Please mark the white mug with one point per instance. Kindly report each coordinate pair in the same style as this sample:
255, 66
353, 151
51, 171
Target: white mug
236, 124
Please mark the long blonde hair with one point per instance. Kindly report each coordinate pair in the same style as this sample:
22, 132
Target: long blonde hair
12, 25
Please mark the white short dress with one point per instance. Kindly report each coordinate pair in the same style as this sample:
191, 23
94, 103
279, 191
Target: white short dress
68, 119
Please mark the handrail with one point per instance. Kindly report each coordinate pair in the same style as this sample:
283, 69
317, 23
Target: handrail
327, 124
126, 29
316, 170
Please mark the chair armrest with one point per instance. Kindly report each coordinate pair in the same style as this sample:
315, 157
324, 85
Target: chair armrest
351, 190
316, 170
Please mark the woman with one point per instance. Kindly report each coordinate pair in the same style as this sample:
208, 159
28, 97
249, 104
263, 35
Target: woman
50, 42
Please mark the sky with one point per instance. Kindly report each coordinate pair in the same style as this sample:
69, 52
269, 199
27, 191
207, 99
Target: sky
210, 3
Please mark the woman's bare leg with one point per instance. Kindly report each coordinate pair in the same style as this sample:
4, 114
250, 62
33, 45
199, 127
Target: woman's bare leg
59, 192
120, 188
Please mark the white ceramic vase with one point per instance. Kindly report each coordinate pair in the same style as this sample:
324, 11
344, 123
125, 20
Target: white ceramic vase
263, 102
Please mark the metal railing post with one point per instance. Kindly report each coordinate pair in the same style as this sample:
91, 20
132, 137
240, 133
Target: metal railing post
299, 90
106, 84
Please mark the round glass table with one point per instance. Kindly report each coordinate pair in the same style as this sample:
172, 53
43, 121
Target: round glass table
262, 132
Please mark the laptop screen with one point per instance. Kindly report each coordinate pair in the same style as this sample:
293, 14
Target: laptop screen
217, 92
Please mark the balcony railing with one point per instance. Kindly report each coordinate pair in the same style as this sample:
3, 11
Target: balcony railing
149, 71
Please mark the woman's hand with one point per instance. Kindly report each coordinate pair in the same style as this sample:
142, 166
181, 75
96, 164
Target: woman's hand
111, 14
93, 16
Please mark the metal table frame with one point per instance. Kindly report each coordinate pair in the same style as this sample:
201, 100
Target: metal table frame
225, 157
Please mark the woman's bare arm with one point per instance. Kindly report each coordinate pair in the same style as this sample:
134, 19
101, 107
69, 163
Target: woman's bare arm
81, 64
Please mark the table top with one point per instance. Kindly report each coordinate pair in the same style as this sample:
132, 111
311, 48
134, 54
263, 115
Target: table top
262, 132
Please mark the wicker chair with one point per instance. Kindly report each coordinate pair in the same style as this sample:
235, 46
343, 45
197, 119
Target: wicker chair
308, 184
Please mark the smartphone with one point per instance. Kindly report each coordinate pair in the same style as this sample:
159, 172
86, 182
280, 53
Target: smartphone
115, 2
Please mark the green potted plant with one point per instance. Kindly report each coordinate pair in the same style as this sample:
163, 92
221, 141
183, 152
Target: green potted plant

- _DESCRIPTION OF THE TASK_
Print all of the data exactly as it was given.

- _RESPONSE TO THE TASK_
Please mark the white mug with one point per instance. Kindly report each coordinate pair in the same style as this sample:
255, 66
353, 151
51, 171
Target: white mug
236, 124
Please mark the long blonde hair with one point per instance. Kindly report each coordinate pair in the same style as this sample:
22, 132
Target: long blonde hair
12, 25
Please mark the white short dress with one point per instance. Kindly report each coordinate pair in the same style as this sample:
191, 23
94, 103
279, 191
Target: white short dress
68, 119
Please mark the handrail with one point per instance. Kindly report each coordinate pair in the same style as this sample:
283, 69
317, 23
Target: handrail
327, 124
126, 29
316, 170
Please mark the chair armrest with one point per instance. Kindly report each coordinate pair in the same style as this sample:
315, 157
324, 85
Target: chair armrest
351, 190
316, 170
Please mark the woman with one point per instance. Kindly report each coordinate pair in the same style as this sample:
208, 159
28, 97
249, 104
263, 35
Target: woman
50, 42
Please mark the sky with one point per instance. Kindly report each coordinate pair in the same style as this sample:
69, 52
269, 199
27, 191
207, 99
Target: sky
210, 3
Please mark the woman's bare leg with one point per instance. Kindly report each coordinate pair in the same style as this sample:
4, 114
250, 62
33, 45
199, 127
Target: woman's bare leg
59, 192
120, 188
Please mark the white ceramic vase with one point per instance. Kindly report each coordinate pair in the same style as this sample:
324, 11
344, 123
125, 20
Target: white ceramic vase
263, 102
Please mark the metal railing post with one point per instance. Kindly report each coordinate pair in the same style as this sample:
91, 20
132, 137
240, 133
Target: metal railing post
299, 90
106, 84
Please mark the round glass table with one point per instance. Kindly report each coordinate pair in the same style as this sample:
172, 53
43, 121
Target: round glass table
262, 132
Please mark the laptop screen with one point per instance. Kindly report each coordinate pair in the same style as this sample:
293, 14
Target: laptop screen
217, 92
Please mark the balcony railing with one point per instance. Kindly report each coordinate pair in the same style as this sample:
3, 11
Target: balcony railing
149, 71
Please mark the woman's hand with one point per instance. Kindly report each coordinate pair in the same style as this sample:
142, 166
181, 75
96, 164
Target: woman's hand
111, 14
93, 16
Please mark the metal table frame with one point per instance. Kindly report each coordinate pair in the same style as this sample:
201, 100
Target: metal table frame
225, 157
Please mark the woman's bare arm with one point per instance. Kindly report each coordinate pair in the same style as this sample:
134, 19
101, 107
69, 163
Target: woman's bare arm
81, 64
Please mark the table top with one point per instance. Kindly report each coordinate pair in the same style as this sample:
132, 111
311, 48
134, 54
263, 115
Target: table top
262, 132
Please mark the wicker chair with one point per instance. Kindly report each coordinate pair in the same style as this sample:
235, 46
343, 45
197, 119
Target: wicker chair
308, 184
Please mark the smartphone with one point per instance. Kindly report each coordinate pair in the same style as this sample:
159, 172
86, 182
280, 53
Target: smartphone
115, 2
Please mark the green potted plant with one point per instance. Kindly report each coordinate pair in the same style as this sample:
163, 92
221, 141
183, 152
Target: green potted plant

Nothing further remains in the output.